DOCUMENT SOURCE:
■ ■ ■ ■
Stéphan Causse, À deux pas dans le silence,
éditions du Petit Pois, Collection Correspondances,
Béziers, 2015. Peintures de Bernard Jouanne.
Lecture d’Angèle Paoli
DANS UN REGARD À CONTRE-JOUR
Toujours les très beaux livres m’impressionnent, m’imposent un regard à distance, plein de respect. Ainsi du dernier recueil de Stéphan Causse, À deux pas dans le silence, aux poèmes accompagnés de peintures de Bernard Jouanne. Entrer alors en poésie sur la pointe des pieds et des mots, avec modestie et réserve, dans les empreintes du dialogue entrepris entre peintre et poète. Un dialogue feutré, tout en demi-teintes, publié aux éditions du Petit Pois, dans la collection Correspondances.
Le recueil se compose de deux volets : « à l’abri des regards » et « le temps qu’il faut ». Seule la seconde section comporte les peintures de Bernard Jouanne, dix-sept en tout, spécialement réalisées par l’artiste pour accompagner les poèmes de Stéphan Causse. Cependant l’univers poétique de Stéphan Causse semble augurer la venue des toiles – « liturgie rougissante », « archipels naufragés », « nuits lie de vin »… À quoi répondent plus avant, en résonance avec l’univers pictural de Bernard Jouanne, « une terre entre les nuages », « notre mémoire de sable », « un brasier de lune ». Un suspens où vient se nouer l’attente.
■ ■ ■ ■
DONNÉES FOURNIES:
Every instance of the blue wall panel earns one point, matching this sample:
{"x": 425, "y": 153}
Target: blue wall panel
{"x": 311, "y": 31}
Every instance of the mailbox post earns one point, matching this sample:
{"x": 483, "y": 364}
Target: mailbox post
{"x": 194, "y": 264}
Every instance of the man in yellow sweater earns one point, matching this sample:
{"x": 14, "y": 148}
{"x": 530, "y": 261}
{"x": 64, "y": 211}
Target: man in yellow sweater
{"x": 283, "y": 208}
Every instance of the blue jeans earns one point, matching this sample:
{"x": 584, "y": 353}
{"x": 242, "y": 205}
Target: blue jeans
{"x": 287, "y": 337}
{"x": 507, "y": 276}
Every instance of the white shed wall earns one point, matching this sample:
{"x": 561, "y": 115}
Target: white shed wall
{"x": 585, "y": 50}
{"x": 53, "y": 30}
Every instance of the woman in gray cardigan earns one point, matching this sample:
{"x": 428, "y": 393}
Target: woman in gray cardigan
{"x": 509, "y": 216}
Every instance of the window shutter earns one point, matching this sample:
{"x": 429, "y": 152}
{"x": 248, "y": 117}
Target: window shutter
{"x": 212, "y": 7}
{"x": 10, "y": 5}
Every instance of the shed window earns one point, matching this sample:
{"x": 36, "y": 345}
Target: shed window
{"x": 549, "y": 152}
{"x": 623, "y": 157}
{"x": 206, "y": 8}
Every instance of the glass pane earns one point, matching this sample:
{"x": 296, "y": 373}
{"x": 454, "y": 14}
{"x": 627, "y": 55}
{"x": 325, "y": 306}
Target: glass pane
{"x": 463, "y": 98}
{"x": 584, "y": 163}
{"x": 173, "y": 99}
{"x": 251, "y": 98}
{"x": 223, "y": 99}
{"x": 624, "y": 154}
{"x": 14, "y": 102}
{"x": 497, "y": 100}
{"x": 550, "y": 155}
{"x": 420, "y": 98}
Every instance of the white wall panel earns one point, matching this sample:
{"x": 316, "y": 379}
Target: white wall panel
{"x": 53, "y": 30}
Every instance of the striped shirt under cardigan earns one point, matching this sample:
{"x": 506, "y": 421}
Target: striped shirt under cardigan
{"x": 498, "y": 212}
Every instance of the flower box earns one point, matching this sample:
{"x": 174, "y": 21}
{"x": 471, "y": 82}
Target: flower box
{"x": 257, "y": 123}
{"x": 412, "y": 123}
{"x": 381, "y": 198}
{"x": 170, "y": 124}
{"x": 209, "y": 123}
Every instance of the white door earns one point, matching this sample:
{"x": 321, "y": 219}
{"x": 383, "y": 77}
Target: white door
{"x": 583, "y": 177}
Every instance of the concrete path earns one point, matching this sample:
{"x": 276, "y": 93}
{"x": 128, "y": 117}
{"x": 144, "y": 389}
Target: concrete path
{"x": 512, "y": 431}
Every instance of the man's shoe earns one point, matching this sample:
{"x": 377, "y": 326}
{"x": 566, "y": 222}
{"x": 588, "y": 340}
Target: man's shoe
■ ■ ■ ■
CONSIGNE DONNÉE A: Reproduisez à l'identique tout le passage de la note de lecture, de « Le recueil se » jusqu'à « se nouer l’attente. ».
CONSIGNE DONNÉE B: Résumez la note de lecture en deux phrases.

RÉPONSE COMPLÈTE A:
Le recueil se compose de deux volets : « à l’abri des regards » et « le temps qu’il faut ». Seule la seconde section comporte les peintures de Bernard Jouanne, dix-sept en tout, spécialement réalisées par l’artiste pour accompagner les poèmes de Stéphan Causse. Cependant l’univers poétique de Stéphan Causse semble augurer la venue des toiles – « liturgie rougissante », « archipels naufragés », « nuits lie de vin »… À quoi répondent plus avant, en résonance avec l’univers pictural de Bernard Jouanne, « une terre entre les nuages », « notre mémoire de sable », « un brasier de lune ». Un suspens où vient se nouer l’attente.

RÉPONSE COMPLÈTE B: La note de lecture présente le recueil de Stéphan Causse À deux pas dans le silence, publié aux éditions du Petit Pois dans la collection Correspondances, où les poèmes dialoguent avec des peintures de Bernard Jouanne. Le recueil se compose de deux volets, « à l'abri des regards » et « le temps qu'il faut », et seul le second comporte les dix-sept peintures réalisées par l'artiste pour accompagner les poèmes.